* **Supplied data**:
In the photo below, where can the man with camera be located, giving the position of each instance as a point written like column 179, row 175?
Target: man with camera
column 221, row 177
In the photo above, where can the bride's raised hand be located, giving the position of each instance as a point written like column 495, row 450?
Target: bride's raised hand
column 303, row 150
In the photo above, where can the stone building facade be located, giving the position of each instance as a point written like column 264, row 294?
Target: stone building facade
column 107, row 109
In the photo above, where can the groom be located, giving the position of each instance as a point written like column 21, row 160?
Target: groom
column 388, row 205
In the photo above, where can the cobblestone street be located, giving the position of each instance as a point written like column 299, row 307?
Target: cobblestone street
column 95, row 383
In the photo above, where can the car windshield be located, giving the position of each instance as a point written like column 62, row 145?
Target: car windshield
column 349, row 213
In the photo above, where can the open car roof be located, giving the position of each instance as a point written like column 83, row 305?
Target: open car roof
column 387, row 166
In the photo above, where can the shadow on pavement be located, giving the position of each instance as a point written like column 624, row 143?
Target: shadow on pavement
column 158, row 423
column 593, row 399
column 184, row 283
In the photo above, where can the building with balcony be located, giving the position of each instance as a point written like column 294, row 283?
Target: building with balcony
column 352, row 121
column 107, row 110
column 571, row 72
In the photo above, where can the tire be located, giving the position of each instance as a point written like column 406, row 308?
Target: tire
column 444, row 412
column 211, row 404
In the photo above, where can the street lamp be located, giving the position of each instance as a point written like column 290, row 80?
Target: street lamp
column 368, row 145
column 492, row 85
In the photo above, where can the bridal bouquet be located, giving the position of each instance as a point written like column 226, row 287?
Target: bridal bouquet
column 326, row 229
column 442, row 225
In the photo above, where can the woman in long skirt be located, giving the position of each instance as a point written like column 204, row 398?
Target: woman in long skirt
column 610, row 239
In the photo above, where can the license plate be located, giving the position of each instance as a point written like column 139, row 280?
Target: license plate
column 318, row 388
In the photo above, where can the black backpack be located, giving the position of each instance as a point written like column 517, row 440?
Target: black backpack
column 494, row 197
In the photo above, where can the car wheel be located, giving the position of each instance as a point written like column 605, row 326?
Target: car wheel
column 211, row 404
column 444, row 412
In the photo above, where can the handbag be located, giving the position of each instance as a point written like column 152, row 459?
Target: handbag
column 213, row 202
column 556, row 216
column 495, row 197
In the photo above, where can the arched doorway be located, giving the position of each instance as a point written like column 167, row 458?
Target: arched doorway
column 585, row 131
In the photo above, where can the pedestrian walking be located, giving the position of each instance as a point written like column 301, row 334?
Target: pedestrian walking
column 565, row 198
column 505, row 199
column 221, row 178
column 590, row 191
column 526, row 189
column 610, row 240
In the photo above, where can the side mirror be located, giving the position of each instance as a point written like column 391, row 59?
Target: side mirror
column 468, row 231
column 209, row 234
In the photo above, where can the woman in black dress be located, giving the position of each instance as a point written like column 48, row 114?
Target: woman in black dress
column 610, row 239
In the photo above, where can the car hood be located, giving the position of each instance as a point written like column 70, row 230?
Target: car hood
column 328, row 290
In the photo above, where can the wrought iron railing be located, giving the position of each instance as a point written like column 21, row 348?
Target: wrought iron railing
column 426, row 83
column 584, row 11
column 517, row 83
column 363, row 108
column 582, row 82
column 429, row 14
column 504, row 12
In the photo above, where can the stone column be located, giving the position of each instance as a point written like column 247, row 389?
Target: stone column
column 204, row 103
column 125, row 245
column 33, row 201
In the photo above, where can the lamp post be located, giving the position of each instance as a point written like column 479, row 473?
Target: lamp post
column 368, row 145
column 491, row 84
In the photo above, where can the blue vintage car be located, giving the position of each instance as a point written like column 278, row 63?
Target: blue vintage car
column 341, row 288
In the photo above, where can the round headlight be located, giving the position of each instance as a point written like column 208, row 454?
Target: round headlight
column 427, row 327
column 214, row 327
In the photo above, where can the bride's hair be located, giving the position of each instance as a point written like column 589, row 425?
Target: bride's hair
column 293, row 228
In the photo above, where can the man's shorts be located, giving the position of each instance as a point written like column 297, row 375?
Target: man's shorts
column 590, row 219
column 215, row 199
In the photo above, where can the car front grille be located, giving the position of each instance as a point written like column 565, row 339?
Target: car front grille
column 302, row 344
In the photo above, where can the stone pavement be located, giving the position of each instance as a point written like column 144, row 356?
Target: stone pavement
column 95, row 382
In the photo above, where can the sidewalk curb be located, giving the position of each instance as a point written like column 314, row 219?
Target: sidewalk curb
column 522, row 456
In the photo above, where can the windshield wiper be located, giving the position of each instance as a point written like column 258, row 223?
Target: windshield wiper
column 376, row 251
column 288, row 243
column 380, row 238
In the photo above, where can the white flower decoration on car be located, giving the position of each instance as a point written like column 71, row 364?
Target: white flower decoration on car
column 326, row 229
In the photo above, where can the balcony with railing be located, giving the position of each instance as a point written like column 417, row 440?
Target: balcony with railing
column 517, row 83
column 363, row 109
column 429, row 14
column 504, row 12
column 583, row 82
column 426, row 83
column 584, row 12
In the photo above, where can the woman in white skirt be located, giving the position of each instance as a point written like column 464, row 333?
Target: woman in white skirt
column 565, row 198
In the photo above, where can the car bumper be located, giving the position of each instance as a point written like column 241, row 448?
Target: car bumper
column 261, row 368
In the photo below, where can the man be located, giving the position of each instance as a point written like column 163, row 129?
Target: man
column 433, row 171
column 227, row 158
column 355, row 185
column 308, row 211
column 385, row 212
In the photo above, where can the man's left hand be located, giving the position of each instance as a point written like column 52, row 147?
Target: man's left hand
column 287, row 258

* **Exercise description**: Replace "railing" with "handrail" in everything from the line containing "In the photo above, where can the windshield" down to the line containing "column 584, row 12" in the data. Give only those lines again, otherwise unchanged.

* **Reply**:
In the photo above, where can the windshield wiper be located, giving the position of each instance as a point written like column 258, row 223?
Target: windshield wiper
column 376, row 251
column 288, row 243
column 380, row 238
In the photo above, where can the white flower decoration on car be located, giving the position of each instance as a point written like column 71, row 364?
Target: white flower decoration on car
column 326, row 229
In the photo above, where can the balcony with handrail be located, giving the position of each instance as a point written like column 417, row 440?
Target: balcony with handrail
column 517, row 83
column 363, row 109
column 429, row 14
column 504, row 12
column 583, row 82
column 426, row 83
column 584, row 12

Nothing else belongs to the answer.